EXERCISES TO COMPLETE ->
a - Translate this sentence from the PARALLEL thread into Spanish: "In how many distinguishable ways can you arrange the letters so that none of the L's are together?"
b - What final number does Answer 1 in the PARALLEL thread give for part (b)?

Question

Consider the word 8 letter word PARALLEL

(a) how many distinguishable ways can you arrange the letters?

(b) In how many distinguishable ways can you arrange the letters so that none of the L's are together?

Answer 1

a)  In the word “parallel”, there are actually 8! permutations of the letters

There are “r” occurs twice

“l” occurs three times,

“r” can be ordered in 2! ways for each permutation

“l” can be similarly ordered in 3! ways.

Therefore, to know that each permutation is unique,

8! must be divided by (2!)(3!).

Since 8! = 4320

= 8!/(2!)(3!) = 3360

b)  total number of arrangements of word PARALLEL: Total letters 8. Repeating letters A and L, the letter A repeating twice and letter L repeating thrice.

The total number of arrangements

8! = 4320

= 8!/(2!)(3!) = 3360

the group of letters that remain together (here L, L, L) are assumed to be a single letter,

all other letters are as usual counted as a single letter. Now find a number of ways as usual

the number of ways of arranging r letters from a group of n letters is equals to ⁿP_r

the final answer is then multiplied by a number of ways we can arrange the letters in that group which has to be stuck together in it (Here L, L, L).

Letters in word PARALLEL: 8 letters

Letters in a new word: LLL, P, A, A, R, E: 6 letters

Total number of word arranging all the letters

= 6! /2! * 3!/3!

total number of arrangements in such a way that all L’s do come together.

= 8!/(2!)(3!) - (6! /2! * 3!/3! )

= 3000

[Data records]
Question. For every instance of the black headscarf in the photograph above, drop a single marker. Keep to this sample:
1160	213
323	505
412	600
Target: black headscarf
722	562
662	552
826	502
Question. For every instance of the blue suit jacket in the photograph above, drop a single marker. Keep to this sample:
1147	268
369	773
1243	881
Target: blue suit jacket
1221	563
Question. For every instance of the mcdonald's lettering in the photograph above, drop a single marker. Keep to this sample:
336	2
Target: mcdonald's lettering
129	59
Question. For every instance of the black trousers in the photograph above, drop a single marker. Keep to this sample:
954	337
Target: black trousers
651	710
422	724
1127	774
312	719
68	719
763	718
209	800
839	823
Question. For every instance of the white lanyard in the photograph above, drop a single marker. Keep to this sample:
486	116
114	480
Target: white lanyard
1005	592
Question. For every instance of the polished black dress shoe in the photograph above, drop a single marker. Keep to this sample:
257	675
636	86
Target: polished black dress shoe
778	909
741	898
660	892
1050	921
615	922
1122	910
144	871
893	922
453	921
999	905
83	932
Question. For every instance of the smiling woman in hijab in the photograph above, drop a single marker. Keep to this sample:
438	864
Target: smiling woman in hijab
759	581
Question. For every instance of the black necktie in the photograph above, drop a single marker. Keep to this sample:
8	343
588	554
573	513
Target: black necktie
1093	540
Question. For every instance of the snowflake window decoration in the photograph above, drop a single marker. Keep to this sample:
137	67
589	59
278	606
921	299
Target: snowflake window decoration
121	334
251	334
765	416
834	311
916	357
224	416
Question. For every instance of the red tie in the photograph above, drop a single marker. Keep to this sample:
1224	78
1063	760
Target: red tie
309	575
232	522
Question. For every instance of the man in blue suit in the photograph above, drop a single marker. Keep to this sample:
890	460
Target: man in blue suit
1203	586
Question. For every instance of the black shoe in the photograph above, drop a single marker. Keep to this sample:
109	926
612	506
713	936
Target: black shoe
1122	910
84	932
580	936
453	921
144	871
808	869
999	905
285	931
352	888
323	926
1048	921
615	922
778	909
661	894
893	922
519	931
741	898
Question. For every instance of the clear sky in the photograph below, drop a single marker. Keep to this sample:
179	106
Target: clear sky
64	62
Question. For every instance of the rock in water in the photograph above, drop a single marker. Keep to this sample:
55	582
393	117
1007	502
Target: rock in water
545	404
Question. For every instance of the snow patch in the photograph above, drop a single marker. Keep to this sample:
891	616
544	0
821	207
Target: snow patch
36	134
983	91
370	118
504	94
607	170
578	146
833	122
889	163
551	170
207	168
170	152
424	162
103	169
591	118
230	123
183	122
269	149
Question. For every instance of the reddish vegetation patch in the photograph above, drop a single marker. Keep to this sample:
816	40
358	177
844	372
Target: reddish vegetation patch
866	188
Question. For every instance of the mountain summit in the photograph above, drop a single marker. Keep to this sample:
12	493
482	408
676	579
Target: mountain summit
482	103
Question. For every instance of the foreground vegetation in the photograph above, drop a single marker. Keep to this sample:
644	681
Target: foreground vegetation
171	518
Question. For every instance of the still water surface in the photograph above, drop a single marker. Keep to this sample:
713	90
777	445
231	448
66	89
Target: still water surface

RESULTS IN ORDER ->
a - ¿De cuántas maneras distinguibles puedes ordenar las letras de modo que ninguna de las L esté junta?

b - 3000